(Items from a data source)
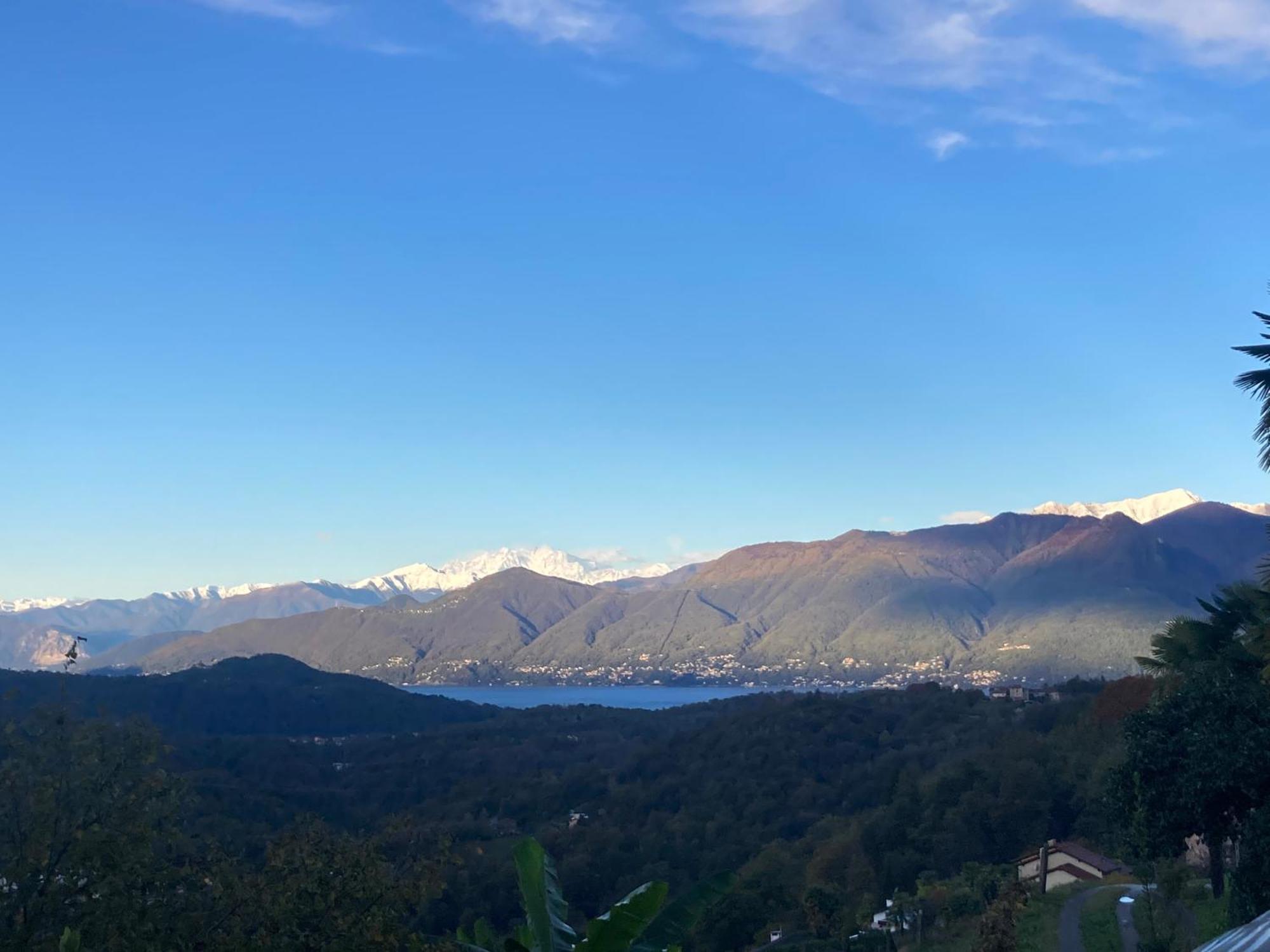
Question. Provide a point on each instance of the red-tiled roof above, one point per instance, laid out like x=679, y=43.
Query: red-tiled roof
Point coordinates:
x=1076, y=851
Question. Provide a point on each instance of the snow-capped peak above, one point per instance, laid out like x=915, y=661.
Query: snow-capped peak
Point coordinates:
x=22, y=605
x=543, y=560
x=215, y=593
x=1144, y=510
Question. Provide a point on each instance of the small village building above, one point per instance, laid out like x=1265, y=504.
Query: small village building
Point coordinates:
x=1066, y=863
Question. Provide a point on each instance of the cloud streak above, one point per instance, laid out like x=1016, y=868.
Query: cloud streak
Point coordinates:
x=1212, y=32
x=299, y=13
x=990, y=74
x=584, y=23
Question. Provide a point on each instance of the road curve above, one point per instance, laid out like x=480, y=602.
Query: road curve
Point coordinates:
x=1070, y=920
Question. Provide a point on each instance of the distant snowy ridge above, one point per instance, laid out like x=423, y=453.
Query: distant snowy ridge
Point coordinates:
x=217, y=593
x=22, y=605
x=410, y=579
x=544, y=560
x=1144, y=510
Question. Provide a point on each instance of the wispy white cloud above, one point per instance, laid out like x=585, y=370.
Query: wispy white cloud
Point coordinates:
x=984, y=64
x=298, y=13
x=1213, y=32
x=584, y=23
x=946, y=144
x=965, y=517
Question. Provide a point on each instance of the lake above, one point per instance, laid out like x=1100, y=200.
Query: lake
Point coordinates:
x=650, y=697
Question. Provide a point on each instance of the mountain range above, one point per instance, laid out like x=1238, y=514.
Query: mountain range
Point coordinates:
x=1064, y=590
x=1034, y=597
x=1142, y=510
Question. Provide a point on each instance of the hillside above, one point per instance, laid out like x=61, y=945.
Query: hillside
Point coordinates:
x=267, y=695
x=1041, y=597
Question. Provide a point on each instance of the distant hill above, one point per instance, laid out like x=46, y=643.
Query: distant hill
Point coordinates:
x=32, y=638
x=267, y=695
x=1022, y=596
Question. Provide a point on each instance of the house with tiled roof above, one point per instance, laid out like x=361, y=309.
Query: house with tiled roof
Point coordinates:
x=1065, y=863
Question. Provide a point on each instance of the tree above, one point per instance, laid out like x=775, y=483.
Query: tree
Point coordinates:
x=1231, y=637
x=1258, y=384
x=1194, y=764
x=88, y=836
x=999, y=929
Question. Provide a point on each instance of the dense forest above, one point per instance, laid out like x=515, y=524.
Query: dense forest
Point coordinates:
x=260, y=804
x=824, y=804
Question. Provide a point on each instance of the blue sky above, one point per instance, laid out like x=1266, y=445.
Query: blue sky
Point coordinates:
x=298, y=289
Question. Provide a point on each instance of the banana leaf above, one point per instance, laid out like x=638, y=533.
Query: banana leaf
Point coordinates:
x=545, y=908
x=617, y=930
x=676, y=921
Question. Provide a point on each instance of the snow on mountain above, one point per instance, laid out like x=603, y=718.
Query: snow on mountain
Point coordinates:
x=1255, y=508
x=1144, y=510
x=217, y=593
x=543, y=560
x=22, y=605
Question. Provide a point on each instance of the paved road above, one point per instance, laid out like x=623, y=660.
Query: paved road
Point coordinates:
x=1070, y=920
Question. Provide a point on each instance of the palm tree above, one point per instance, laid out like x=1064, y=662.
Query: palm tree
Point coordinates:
x=638, y=923
x=1258, y=383
x=1235, y=635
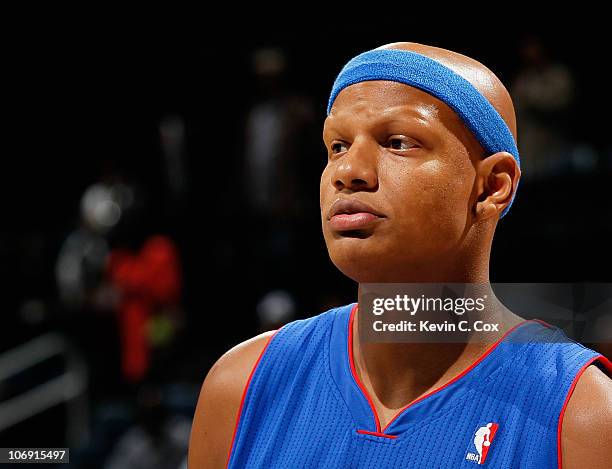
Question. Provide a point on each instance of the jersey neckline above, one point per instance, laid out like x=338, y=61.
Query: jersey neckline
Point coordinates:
x=424, y=407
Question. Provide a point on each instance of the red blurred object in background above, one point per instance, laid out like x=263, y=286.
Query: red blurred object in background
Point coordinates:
x=147, y=281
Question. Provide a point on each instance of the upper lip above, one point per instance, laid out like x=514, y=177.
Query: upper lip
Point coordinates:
x=346, y=205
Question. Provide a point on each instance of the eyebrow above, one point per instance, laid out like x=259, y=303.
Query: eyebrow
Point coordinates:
x=399, y=113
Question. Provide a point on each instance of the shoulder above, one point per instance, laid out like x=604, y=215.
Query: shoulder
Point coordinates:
x=219, y=402
x=586, y=431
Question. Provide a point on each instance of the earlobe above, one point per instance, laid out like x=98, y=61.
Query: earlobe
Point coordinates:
x=497, y=178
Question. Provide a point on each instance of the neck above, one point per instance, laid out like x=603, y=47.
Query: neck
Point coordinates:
x=398, y=373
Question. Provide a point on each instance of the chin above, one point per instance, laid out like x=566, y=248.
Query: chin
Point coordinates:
x=359, y=259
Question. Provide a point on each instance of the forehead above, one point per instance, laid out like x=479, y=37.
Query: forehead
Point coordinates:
x=380, y=97
x=379, y=101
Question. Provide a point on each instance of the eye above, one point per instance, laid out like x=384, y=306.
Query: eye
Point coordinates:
x=397, y=143
x=336, y=147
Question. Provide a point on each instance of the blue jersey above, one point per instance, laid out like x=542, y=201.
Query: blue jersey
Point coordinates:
x=305, y=407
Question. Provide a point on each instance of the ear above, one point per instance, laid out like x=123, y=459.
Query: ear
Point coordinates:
x=497, y=177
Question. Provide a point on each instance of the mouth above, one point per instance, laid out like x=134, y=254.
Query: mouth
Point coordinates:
x=352, y=215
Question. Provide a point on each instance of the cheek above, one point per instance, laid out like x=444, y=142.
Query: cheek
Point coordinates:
x=430, y=202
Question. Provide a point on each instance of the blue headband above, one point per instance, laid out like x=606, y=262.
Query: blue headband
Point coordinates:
x=438, y=80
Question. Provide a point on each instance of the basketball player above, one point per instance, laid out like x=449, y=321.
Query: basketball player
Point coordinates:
x=422, y=164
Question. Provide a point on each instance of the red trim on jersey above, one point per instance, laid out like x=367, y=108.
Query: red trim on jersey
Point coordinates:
x=377, y=434
x=246, y=387
x=608, y=364
x=459, y=376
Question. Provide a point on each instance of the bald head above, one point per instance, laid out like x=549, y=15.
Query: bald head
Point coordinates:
x=483, y=79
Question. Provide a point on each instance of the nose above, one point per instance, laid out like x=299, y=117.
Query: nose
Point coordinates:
x=357, y=169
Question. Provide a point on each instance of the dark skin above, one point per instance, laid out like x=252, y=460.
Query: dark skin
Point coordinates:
x=410, y=157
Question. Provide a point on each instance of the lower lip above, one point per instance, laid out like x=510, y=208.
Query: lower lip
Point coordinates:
x=352, y=221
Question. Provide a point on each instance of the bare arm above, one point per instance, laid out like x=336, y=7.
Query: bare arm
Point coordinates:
x=220, y=397
x=586, y=432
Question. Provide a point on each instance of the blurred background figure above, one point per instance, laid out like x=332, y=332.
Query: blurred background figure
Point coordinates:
x=157, y=439
x=275, y=309
x=167, y=208
x=277, y=161
x=544, y=93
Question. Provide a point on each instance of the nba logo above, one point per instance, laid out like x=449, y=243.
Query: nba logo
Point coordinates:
x=480, y=443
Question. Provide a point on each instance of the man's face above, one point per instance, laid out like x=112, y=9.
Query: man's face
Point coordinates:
x=410, y=159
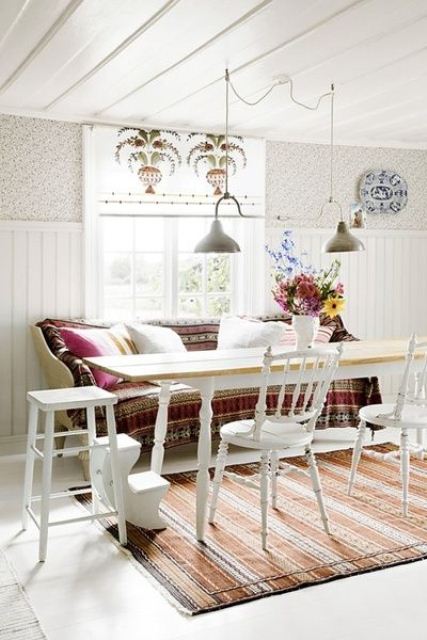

#### [Aim]
Rewrite the records from the line with "Question. Provide a point on each instance of the paved" to the line with "x=424, y=407", both included, keeping the requests and shifting every point coordinate in the answers by adding 109 to each number. Leave the pictures out of your answer.

#### [Finished answer]
Question. Provide a point on each instance of the paved road above, one point per instance, laid out like x=623, y=660.
Query: paved road
Point coordinates:
x=1179, y=1029
Question. Provide a point on each instance of the palm tree above, one point per instance, laid out like x=1064, y=662.
Query: palm tree
Point coordinates:
x=747, y=1032
x=1367, y=492
x=1344, y=744
Question. Provide a point on each instance of the jersey neckline above, one point per instance, laid out like x=338, y=61.
Query: jersey neckline
Point coordinates:
x=533, y=516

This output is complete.